[Recorded information — start]

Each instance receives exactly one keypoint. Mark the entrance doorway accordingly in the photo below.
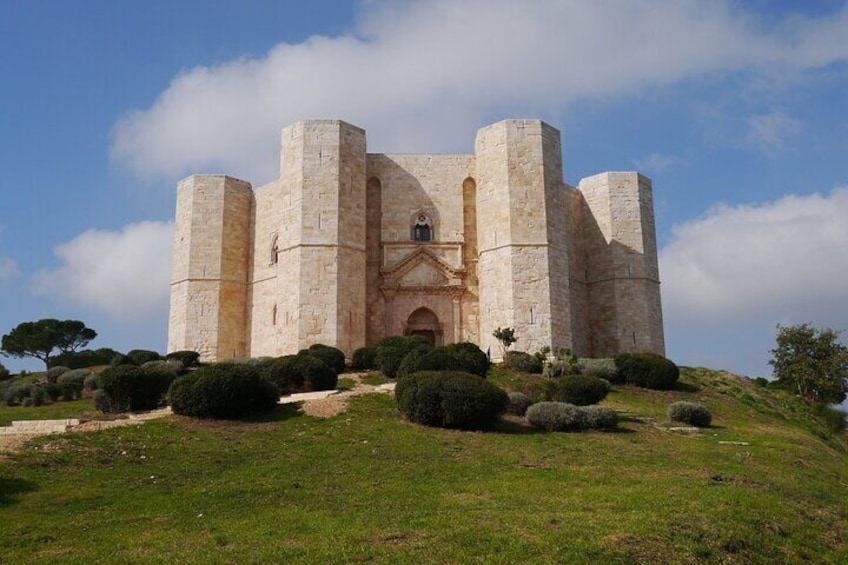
(425, 323)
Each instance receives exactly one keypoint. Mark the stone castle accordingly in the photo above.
(347, 247)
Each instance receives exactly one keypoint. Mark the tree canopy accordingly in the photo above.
(812, 363)
(42, 338)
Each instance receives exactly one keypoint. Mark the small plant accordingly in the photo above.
(450, 400)
(222, 391)
(521, 361)
(556, 417)
(647, 370)
(580, 390)
(600, 417)
(506, 337)
(691, 413)
(187, 358)
(364, 358)
(518, 403)
(333, 357)
(53, 373)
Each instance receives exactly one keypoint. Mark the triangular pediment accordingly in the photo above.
(421, 268)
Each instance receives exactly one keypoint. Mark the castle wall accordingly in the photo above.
(522, 236)
(210, 269)
(620, 241)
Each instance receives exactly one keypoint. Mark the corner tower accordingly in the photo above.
(523, 252)
(321, 286)
(210, 267)
(620, 246)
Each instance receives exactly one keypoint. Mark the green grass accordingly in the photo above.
(366, 486)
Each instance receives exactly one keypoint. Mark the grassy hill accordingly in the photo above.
(368, 487)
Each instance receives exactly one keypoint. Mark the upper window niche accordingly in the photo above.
(275, 249)
(422, 229)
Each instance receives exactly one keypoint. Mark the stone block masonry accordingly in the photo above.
(346, 247)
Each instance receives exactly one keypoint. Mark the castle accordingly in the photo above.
(347, 247)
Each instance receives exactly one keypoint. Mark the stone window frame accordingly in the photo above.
(422, 218)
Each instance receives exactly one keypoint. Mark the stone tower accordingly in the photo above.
(321, 246)
(210, 267)
(521, 235)
(622, 274)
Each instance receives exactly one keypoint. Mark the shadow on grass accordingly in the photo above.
(10, 489)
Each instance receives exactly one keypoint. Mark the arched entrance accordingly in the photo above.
(424, 322)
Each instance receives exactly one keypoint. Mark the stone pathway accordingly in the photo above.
(322, 404)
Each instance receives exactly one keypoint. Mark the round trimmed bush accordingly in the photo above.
(54, 373)
(524, 362)
(600, 417)
(364, 358)
(691, 413)
(556, 417)
(141, 356)
(222, 391)
(128, 387)
(647, 370)
(187, 358)
(450, 399)
(332, 356)
(602, 368)
(518, 403)
(71, 383)
(580, 390)
(471, 358)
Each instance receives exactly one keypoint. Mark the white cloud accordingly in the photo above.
(420, 76)
(771, 130)
(787, 258)
(8, 268)
(125, 273)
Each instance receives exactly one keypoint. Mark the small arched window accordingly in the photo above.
(423, 228)
(275, 249)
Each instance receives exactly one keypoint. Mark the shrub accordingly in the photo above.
(647, 370)
(600, 417)
(518, 403)
(559, 368)
(141, 356)
(556, 416)
(223, 390)
(601, 368)
(85, 358)
(580, 390)
(471, 358)
(690, 413)
(90, 383)
(521, 361)
(72, 382)
(187, 358)
(450, 399)
(364, 358)
(128, 387)
(54, 373)
(332, 356)
(460, 358)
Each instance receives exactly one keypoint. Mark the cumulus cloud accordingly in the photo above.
(123, 273)
(8, 268)
(421, 75)
(787, 258)
(771, 130)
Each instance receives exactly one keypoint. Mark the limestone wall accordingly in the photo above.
(210, 270)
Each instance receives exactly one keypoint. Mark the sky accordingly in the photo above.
(736, 110)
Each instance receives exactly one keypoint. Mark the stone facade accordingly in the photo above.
(347, 247)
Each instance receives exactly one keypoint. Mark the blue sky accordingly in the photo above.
(736, 110)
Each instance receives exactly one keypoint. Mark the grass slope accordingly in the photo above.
(366, 486)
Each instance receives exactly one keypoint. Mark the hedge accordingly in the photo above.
(450, 399)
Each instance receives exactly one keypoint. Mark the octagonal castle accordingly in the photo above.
(347, 247)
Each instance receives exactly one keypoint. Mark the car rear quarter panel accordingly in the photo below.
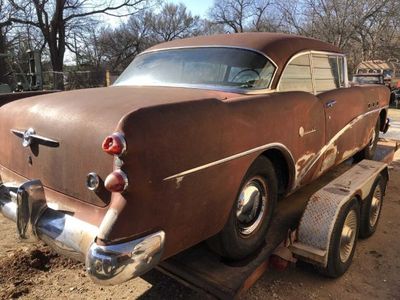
(167, 140)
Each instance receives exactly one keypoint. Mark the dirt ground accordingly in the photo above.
(30, 271)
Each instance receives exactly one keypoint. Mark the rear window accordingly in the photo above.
(213, 66)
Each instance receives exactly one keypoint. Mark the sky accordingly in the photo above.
(197, 7)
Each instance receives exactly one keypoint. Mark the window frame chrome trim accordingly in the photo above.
(217, 88)
(311, 52)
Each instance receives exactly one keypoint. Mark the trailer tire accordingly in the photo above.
(371, 208)
(251, 214)
(343, 242)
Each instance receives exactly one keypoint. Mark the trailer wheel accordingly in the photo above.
(343, 240)
(371, 208)
(251, 213)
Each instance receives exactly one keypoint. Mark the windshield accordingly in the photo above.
(215, 67)
(368, 79)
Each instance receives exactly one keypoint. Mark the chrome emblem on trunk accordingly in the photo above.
(29, 136)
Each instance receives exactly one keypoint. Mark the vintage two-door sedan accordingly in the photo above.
(196, 140)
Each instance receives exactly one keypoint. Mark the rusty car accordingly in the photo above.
(196, 141)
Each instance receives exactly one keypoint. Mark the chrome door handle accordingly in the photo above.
(330, 103)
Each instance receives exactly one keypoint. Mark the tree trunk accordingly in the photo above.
(3, 63)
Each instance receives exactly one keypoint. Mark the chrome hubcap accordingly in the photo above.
(376, 204)
(348, 236)
(251, 206)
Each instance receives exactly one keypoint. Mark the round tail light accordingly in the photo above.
(116, 182)
(114, 144)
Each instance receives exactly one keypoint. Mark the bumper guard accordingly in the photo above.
(107, 265)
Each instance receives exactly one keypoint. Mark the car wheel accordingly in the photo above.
(371, 208)
(343, 240)
(369, 151)
(251, 214)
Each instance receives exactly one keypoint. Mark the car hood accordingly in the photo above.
(79, 121)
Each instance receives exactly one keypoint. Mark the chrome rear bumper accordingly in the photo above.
(107, 265)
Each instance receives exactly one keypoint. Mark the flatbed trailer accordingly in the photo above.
(204, 271)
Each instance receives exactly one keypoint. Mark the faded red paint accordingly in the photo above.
(170, 130)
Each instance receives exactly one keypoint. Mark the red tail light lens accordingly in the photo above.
(116, 182)
(114, 144)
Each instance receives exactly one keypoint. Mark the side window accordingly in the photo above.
(328, 72)
(297, 75)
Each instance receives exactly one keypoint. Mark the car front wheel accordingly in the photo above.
(251, 214)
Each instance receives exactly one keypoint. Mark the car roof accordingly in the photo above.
(279, 47)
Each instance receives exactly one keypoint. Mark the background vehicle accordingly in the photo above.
(201, 152)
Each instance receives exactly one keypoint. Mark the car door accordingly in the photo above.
(308, 117)
(344, 107)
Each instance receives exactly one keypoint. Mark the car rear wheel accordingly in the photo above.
(251, 214)
(369, 151)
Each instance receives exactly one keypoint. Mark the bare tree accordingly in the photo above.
(174, 21)
(56, 19)
(244, 15)
(118, 47)
(6, 12)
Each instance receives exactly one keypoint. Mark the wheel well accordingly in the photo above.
(282, 169)
(382, 118)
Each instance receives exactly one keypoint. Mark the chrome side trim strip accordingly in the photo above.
(278, 145)
(333, 140)
(226, 159)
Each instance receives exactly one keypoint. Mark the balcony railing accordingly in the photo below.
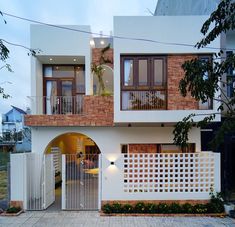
(144, 100)
(57, 104)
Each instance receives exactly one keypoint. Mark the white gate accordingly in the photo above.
(40, 181)
(80, 181)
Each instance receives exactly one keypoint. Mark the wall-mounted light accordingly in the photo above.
(92, 42)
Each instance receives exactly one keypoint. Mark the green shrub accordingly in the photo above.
(200, 209)
(107, 209)
(127, 208)
(187, 208)
(215, 206)
(13, 210)
(150, 208)
(117, 208)
(139, 207)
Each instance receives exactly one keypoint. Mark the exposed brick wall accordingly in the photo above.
(96, 54)
(175, 73)
(142, 148)
(98, 111)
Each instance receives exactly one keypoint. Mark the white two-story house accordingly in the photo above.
(114, 145)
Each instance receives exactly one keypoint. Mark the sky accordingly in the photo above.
(96, 13)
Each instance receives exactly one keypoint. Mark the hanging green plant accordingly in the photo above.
(98, 70)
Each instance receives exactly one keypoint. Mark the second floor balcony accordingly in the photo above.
(80, 110)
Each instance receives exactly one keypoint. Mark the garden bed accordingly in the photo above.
(214, 208)
(12, 211)
(220, 215)
(11, 214)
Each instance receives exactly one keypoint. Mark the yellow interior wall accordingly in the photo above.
(68, 143)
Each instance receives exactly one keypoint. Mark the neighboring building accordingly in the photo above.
(15, 135)
(117, 146)
(206, 7)
(185, 7)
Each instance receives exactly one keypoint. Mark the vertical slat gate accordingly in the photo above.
(34, 181)
(80, 181)
(40, 181)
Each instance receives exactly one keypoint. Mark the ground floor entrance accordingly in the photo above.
(65, 176)
(76, 164)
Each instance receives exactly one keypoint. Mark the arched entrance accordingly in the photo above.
(76, 164)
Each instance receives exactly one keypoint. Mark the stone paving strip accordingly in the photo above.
(93, 219)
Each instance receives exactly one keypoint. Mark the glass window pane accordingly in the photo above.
(158, 72)
(51, 99)
(47, 71)
(143, 72)
(108, 79)
(128, 72)
(67, 88)
(80, 80)
(63, 71)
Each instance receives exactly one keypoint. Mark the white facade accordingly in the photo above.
(158, 36)
(58, 46)
(110, 139)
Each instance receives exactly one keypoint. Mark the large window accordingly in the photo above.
(143, 82)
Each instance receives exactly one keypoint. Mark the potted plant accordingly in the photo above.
(232, 213)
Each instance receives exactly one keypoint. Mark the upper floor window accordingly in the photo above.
(59, 71)
(143, 72)
(143, 82)
(230, 78)
(209, 103)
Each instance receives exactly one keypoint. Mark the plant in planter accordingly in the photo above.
(13, 210)
(98, 70)
(227, 204)
(232, 213)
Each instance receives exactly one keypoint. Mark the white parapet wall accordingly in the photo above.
(185, 176)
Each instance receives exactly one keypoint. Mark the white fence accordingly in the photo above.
(32, 180)
(186, 176)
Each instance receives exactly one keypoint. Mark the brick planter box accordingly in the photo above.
(221, 215)
(11, 214)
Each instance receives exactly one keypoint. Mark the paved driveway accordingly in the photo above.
(72, 218)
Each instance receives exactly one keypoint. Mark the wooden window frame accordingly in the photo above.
(150, 70)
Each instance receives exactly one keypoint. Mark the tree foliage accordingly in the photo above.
(202, 87)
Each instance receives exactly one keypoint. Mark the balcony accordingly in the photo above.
(80, 110)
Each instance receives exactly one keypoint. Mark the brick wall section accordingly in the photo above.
(175, 73)
(142, 148)
(98, 111)
(96, 54)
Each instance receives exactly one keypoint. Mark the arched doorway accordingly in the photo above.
(76, 164)
(107, 79)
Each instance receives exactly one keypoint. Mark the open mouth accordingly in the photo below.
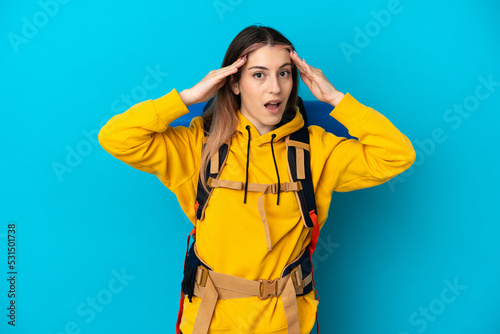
(273, 107)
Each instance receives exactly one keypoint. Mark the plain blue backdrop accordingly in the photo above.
(100, 245)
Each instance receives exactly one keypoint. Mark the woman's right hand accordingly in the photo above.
(210, 84)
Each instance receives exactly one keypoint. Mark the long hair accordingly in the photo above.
(220, 117)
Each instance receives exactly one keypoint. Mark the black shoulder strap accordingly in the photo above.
(306, 195)
(202, 195)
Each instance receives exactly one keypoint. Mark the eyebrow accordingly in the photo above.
(265, 68)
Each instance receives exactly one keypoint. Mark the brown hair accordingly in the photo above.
(220, 117)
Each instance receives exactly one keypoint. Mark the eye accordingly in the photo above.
(284, 74)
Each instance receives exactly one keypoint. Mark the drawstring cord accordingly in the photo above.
(276, 166)
(248, 160)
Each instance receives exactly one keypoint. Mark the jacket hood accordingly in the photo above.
(288, 124)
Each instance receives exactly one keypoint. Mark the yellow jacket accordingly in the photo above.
(231, 237)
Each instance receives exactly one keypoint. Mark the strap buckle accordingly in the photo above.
(268, 288)
(296, 277)
(201, 276)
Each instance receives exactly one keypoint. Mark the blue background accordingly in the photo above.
(387, 254)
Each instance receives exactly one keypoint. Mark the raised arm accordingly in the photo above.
(380, 153)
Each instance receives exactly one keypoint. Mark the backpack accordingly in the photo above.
(300, 171)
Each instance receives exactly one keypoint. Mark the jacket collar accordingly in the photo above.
(285, 128)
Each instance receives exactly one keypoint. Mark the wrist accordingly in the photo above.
(337, 98)
(186, 97)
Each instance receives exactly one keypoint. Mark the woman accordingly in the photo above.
(249, 234)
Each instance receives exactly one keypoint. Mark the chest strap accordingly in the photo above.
(211, 286)
(258, 187)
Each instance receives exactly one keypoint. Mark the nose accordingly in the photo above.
(274, 85)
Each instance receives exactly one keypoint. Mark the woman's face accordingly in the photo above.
(264, 87)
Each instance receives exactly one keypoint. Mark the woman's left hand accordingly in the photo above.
(318, 84)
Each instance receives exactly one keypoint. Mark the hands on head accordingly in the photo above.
(316, 81)
(313, 77)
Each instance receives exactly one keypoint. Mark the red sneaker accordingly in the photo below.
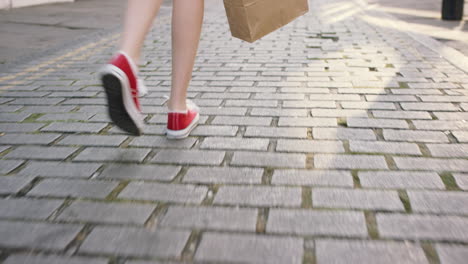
(181, 123)
(119, 79)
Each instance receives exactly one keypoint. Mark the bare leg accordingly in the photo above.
(138, 20)
(187, 19)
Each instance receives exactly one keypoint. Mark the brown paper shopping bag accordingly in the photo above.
(250, 20)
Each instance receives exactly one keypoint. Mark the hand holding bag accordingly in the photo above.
(250, 20)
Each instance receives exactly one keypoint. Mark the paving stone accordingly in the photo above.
(258, 196)
(112, 154)
(242, 121)
(448, 150)
(137, 242)
(199, 157)
(23, 139)
(377, 123)
(357, 199)
(43, 153)
(37, 235)
(211, 218)
(309, 146)
(141, 172)
(343, 133)
(118, 213)
(459, 165)
(8, 165)
(429, 106)
(178, 193)
(207, 130)
(400, 180)
(224, 175)
(247, 248)
(423, 227)
(402, 114)
(235, 143)
(75, 127)
(22, 127)
(439, 202)
(28, 208)
(259, 159)
(312, 178)
(362, 251)
(329, 161)
(307, 122)
(60, 169)
(462, 180)
(52, 259)
(384, 147)
(93, 140)
(324, 223)
(73, 188)
(452, 254)
(415, 136)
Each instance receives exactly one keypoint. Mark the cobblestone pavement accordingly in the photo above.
(333, 140)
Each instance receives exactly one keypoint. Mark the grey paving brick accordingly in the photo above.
(95, 212)
(40, 152)
(357, 199)
(242, 121)
(402, 114)
(138, 242)
(23, 139)
(376, 123)
(247, 248)
(223, 175)
(143, 172)
(415, 136)
(309, 146)
(307, 122)
(324, 223)
(329, 161)
(235, 143)
(429, 106)
(439, 202)
(448, 150)
(258, 159)
(37, 235)
(200, 157)
(211, 218)
(93, 140)
(112, 154)
(179, 193)
(60, 169)
(52, 259)
(459, 165)
(343, 133)
(73, 188)
(312, 178)
(8, 165)
(208, 130)
(400, 180)
(462, 180)
(362, 251)
(75, 127)
(384, 147)
(23, 127)
(452, 254)
(258, 196)
(423, 227)
(27, 208)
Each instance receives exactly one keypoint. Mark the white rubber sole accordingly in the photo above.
(178, 134)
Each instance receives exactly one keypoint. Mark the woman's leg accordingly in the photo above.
(138, 20)
(187, 19)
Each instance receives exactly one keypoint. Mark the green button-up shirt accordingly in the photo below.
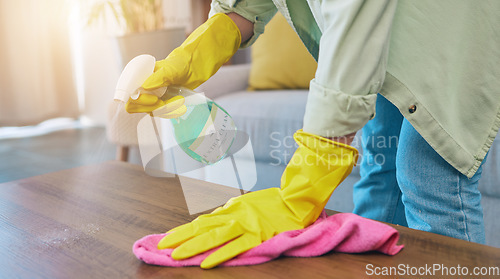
(438, 61)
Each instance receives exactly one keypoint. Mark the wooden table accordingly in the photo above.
(82, 222)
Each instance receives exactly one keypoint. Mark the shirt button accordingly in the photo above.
(412, 108)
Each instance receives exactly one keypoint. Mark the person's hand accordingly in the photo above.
(318, 166)
(200, 55)
(189, 65)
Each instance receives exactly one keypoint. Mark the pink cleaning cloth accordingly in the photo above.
(342, 232)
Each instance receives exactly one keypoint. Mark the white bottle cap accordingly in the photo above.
(133, 76)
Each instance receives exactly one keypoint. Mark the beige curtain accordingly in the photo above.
(36, 76)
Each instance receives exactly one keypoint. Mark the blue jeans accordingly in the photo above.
(405, 182)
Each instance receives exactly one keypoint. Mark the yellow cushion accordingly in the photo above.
(279, 59)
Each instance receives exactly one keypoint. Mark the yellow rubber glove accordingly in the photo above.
(192, 63)
(172, 107)
(318, 166)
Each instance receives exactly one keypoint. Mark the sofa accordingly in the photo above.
(270, 117)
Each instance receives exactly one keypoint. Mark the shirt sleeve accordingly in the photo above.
(351, 65)
(259, 12)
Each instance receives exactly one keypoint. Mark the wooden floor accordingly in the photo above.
(64, 149)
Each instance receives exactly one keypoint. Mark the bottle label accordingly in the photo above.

[Recorded information — finish]

* **Problem details**
Set out, exactly as written, the lines from the line with "Each instance receives exactly one keypoint. Mark the beige" to the last line of the records, inclusive, and only those lines.

* **Reply**
Each instance receives exactly one keypoint. Mark the beige curtain accordingly in the photo above.
(36, 76)
Each instance receives exactly one keypoint. Mark the blue jeans accordingly in the photo above.
(405, 182)
Each instance receives exactly one keypoint. Mark the yellow cushion accordingly in the photo above.
(279, 59)
Each instance receives exactly one keypoint. Mark the yellow rubber glove accordingly in the photo above.
(192, 63)
(172, 107)
(318, 166)
Each instance receives exactly one keypoint. Mark the sofa accordingly in the photo above.
(270, 117)
Each instance receives exactly one keypoint. Mark the shirt sleeve accordingly in the photo above.
(351, 65)
(259, 12)
Each instance receives exactly one keypoint. Mark the wooden floor accordingly in the photo above.
(64, 149)
Each instance receives exactly one keypoint. Mark the bottle label accordingly in the photo above.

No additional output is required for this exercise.